Text section:
TFCA Friday: Week of Oct. 14

October 14, 2022

Tár | Focus Features

Welcome to TFCA Friday, a weekly round-up of film reviews and articles by TFCA members.

 

Remembering Jeff Barnaby

Jeff Barnaby

At The Globe and Mail, Kelly Boutsalis remembers iconoclastic Mi’kmaq filmmaker Jeff Barnaby, who broke barriers by deftly infusing the horror genre with tales of Indigenous resistance in films like Blood Quantum, Rhymes for Young Ghouls, short films, and other works. “I’m truly thankful that Barnaby was able to create what he did with the time that he had. He has left us with the many indelible images he put to screen, which include Devery Jacobs in Rhymes for Young Ghouls, in a gas mask and hooded leather jacket, with her hair in braids, ready to take down a corrupt Indian agent in the 1970s-set film. Or Blood Quantum’s stare-down between Kiowa Gordon’s troubled character Lysol and a zombie in a helmet, a mirror of the real-life photograph of a Mohawk protester and a member of the Canadian military,” writes Boutsalis. “Rhymes for Young Ghouls was wildly ahead of its time, depicting a deadly and depraved version of Canadian residential schools that most Canadians weren’t aware of yet.”

Material:
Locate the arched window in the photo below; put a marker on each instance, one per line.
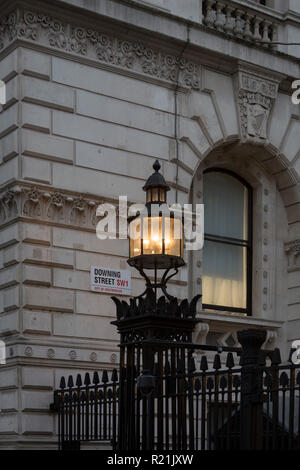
(227, 252)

Requests:
A. According to the TFCA Friday round-up, where did Kelly Boutsalis publish her remembrance of Jeff Barnaby?
B. Extract the stretch of the TFCA Friday round-up from "TFCA Friday: Week" through "articles by TFCA members.".
You won't need the material for this.

Responses for each task:
A. The Globe and Mail

B.
TFCA Friday: Week of Oct. 14

October 14, 2022

Tár | Focus Features

Welcome to TFCA Friday, a weekly round-up of film reviews and articles by TFCA members.